Task description: Stop after the line with "Note: pick out every instance of the street"; until then, please copy every line of the records word for word from the first.

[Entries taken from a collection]
####################

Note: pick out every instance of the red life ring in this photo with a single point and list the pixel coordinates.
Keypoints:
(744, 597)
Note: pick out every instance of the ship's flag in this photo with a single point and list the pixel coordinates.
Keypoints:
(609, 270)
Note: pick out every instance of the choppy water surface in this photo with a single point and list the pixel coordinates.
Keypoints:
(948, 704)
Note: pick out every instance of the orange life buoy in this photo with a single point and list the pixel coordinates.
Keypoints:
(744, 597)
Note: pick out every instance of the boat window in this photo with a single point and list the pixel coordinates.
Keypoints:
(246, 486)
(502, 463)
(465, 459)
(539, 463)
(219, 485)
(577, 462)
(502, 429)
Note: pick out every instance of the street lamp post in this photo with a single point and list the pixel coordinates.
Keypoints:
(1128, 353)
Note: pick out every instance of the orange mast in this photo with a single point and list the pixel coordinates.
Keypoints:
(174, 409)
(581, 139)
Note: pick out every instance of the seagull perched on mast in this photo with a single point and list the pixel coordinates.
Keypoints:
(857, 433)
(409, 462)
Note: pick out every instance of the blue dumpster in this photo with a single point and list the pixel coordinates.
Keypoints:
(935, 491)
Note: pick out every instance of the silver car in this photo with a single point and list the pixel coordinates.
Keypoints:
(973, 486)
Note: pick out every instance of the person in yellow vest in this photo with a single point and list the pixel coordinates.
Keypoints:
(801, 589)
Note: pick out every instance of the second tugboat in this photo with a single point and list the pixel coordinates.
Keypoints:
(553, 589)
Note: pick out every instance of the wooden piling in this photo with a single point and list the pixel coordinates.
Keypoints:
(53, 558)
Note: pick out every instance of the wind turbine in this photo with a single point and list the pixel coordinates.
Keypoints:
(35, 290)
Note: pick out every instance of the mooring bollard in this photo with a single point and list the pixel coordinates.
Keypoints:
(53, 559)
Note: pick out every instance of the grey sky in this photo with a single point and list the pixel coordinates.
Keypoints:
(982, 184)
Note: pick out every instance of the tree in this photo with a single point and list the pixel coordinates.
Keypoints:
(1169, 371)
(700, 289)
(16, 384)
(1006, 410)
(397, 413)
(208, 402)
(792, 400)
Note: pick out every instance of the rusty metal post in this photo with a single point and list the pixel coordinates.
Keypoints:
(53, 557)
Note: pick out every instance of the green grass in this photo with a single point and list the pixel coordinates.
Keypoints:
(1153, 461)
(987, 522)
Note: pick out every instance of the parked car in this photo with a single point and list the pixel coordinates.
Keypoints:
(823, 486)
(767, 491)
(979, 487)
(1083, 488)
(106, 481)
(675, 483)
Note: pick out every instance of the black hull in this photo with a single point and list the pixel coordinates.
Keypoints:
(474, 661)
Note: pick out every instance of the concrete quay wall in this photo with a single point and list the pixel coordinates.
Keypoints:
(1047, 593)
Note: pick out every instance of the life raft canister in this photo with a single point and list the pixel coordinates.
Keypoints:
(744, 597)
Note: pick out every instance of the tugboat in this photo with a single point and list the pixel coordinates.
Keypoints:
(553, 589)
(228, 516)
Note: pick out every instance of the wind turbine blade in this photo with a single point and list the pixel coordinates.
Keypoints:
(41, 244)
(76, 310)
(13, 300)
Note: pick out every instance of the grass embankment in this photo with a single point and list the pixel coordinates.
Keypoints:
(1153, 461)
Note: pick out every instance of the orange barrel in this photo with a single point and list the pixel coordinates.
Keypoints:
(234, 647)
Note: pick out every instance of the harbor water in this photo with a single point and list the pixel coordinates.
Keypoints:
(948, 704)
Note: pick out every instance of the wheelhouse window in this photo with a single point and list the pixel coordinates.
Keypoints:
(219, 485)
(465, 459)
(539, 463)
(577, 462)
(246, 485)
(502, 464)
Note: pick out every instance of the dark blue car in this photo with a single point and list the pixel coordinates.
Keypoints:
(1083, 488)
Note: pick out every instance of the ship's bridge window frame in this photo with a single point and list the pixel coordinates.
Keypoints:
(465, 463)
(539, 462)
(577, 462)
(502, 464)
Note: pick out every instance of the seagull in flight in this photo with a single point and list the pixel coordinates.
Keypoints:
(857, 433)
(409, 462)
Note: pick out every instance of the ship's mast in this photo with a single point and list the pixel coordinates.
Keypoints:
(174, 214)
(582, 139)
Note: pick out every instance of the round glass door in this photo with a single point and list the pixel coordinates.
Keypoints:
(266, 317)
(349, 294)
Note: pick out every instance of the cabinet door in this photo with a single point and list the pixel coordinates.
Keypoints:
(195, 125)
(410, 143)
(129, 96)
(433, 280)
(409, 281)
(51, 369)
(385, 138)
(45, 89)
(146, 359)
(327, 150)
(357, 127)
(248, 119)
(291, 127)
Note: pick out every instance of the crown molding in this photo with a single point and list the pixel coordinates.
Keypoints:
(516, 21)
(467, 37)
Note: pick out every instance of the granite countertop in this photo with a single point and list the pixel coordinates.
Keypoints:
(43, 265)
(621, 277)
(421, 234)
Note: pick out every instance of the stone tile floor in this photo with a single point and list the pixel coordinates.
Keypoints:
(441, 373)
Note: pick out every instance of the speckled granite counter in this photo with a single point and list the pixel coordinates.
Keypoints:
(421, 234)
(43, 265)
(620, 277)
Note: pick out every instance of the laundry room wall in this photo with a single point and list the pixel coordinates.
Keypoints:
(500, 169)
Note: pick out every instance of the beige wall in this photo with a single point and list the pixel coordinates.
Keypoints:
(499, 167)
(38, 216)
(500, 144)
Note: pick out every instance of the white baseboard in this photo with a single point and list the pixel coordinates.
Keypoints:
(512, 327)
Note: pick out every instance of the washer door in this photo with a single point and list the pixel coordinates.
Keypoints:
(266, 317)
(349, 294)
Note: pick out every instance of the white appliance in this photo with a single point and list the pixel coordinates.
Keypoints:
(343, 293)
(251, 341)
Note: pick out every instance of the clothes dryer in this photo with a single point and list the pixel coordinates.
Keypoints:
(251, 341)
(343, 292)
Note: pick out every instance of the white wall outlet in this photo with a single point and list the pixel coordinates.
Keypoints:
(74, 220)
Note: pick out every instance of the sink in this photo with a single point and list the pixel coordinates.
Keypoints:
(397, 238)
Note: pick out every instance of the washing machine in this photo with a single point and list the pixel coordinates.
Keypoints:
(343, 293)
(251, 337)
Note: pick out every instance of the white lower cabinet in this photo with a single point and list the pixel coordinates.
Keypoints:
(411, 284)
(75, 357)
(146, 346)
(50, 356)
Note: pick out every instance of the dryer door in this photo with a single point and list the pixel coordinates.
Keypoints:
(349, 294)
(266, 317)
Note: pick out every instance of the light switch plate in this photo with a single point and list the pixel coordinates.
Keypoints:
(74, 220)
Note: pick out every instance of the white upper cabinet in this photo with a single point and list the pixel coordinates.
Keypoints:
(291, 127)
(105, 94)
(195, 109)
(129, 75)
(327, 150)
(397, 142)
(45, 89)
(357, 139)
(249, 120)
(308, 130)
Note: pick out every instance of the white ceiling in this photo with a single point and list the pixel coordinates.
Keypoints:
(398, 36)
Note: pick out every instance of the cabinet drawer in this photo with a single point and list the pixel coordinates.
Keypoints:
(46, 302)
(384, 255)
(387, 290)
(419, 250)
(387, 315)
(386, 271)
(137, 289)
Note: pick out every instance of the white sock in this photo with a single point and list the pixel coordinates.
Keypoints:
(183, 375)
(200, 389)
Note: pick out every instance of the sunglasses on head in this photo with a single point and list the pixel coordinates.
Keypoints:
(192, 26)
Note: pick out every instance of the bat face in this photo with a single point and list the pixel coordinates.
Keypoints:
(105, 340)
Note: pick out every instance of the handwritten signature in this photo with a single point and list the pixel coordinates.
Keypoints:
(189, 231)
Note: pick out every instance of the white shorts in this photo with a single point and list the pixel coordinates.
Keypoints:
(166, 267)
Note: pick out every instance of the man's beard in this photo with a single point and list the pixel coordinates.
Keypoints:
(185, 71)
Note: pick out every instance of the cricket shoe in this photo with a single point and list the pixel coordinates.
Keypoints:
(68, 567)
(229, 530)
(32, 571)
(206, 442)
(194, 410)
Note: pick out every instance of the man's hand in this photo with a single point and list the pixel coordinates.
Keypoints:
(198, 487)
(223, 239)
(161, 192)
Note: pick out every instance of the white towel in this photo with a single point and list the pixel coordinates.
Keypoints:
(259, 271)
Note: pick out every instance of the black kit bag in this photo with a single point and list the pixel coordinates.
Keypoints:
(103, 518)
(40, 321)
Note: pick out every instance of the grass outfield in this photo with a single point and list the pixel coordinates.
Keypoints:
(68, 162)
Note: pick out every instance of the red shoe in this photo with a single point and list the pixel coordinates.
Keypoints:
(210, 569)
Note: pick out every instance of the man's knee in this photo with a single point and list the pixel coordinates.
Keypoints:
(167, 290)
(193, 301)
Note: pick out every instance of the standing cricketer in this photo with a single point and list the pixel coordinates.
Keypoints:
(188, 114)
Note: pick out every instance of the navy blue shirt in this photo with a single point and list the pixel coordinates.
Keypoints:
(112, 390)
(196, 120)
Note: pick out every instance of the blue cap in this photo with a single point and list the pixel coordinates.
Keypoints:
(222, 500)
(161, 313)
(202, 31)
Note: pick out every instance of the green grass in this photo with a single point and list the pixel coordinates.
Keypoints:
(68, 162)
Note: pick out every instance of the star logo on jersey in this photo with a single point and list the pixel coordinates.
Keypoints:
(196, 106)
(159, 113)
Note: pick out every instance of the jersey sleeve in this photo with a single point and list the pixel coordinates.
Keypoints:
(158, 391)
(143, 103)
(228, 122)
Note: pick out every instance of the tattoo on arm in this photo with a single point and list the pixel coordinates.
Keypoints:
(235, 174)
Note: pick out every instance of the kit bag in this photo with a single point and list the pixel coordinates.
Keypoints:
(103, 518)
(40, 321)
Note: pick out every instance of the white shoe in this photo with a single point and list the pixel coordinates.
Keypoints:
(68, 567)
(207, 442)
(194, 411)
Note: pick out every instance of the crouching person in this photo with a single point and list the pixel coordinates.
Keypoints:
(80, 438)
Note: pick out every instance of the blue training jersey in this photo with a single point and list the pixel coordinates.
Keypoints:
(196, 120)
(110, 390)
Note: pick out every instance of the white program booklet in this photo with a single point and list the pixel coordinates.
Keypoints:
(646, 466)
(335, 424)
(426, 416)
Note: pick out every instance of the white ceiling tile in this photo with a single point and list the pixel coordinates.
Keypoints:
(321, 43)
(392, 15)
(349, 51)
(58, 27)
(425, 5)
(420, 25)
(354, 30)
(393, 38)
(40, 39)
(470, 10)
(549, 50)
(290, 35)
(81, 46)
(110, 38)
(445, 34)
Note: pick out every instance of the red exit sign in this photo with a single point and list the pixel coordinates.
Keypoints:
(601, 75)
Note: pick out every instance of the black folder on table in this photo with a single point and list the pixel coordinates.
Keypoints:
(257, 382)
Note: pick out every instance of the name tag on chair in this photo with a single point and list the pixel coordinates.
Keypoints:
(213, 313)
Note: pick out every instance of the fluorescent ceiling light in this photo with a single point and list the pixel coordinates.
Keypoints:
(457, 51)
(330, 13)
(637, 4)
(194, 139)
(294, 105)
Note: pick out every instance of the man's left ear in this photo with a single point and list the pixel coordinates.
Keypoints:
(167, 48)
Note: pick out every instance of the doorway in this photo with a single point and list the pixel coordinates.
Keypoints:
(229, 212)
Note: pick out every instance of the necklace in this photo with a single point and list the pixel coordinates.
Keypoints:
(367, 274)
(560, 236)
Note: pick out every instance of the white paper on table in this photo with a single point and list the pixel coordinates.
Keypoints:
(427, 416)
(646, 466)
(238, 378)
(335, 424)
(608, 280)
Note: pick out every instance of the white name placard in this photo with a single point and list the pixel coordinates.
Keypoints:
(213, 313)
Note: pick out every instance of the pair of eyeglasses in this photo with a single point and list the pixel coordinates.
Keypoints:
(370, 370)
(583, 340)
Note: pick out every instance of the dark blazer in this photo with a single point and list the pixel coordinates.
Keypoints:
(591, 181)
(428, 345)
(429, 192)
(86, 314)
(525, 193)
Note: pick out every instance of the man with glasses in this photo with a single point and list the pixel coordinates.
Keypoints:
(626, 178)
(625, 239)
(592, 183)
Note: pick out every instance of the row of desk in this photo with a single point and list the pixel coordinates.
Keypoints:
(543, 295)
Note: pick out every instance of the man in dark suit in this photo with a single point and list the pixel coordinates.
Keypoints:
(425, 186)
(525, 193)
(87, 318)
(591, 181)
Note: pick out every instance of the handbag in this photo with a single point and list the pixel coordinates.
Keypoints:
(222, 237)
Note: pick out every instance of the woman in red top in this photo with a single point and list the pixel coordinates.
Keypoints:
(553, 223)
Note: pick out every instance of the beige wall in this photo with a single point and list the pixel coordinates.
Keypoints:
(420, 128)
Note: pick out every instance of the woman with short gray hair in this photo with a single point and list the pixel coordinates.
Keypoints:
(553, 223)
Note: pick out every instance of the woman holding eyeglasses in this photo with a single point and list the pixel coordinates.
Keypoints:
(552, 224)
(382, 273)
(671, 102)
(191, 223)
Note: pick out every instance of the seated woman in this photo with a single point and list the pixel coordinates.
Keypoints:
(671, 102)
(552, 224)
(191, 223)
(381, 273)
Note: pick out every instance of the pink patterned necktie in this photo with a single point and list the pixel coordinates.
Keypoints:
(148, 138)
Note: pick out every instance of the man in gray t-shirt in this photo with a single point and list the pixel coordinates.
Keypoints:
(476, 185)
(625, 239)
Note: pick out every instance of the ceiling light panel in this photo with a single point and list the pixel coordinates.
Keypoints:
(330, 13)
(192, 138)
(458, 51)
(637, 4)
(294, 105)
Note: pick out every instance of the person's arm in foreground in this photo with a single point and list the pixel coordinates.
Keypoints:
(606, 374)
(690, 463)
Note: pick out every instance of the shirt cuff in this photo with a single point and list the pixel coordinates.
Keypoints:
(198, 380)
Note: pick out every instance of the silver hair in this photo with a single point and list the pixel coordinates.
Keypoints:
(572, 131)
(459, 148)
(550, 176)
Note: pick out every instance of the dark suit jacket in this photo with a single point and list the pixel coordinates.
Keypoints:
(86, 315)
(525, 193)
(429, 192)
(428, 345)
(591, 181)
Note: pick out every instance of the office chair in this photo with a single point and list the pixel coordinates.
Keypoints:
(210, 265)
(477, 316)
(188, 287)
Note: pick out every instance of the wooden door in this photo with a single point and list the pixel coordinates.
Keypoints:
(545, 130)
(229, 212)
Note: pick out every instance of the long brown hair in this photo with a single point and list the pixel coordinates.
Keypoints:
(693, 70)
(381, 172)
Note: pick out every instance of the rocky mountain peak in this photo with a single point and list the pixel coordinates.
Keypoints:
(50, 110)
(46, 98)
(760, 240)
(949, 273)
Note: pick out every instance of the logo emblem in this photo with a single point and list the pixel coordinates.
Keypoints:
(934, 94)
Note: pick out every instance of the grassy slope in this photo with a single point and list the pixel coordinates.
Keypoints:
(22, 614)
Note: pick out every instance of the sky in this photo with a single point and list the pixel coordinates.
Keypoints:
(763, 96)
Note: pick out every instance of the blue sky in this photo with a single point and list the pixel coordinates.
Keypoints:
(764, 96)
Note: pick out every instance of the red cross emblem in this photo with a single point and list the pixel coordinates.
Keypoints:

####################

Task solution:
Note: pick out every instance of the red life ring in this photo with a single point and list the pixel coordinates.
Keypoints:
(744, 597)
Note: pick out every instance of the ship's flag in this photo with a single point and list the pixel coordinates.
Keypoints:
(609, 270)
Note: pick out every instance of the choppy water surface in this photo with a single point and list the pixel coordinates.
Keypoints:
(948, 704)
Note: pick out every instance of the orange life buoy in this photo with a single point and list the pixel coordinates.
Keypoints:
(744, 597)
Note: pick out every instance of the boat window in this photo with a single point and list the pixel coordinates.
Keypoints:
(246, 486)
(502, 463)
(465, 459)
(539, 463)
(219, 485)
(577, 462)
(502, 429)
Note: pick out every instance of the street lamp post in this photo with a single point and list the pixel coordinates.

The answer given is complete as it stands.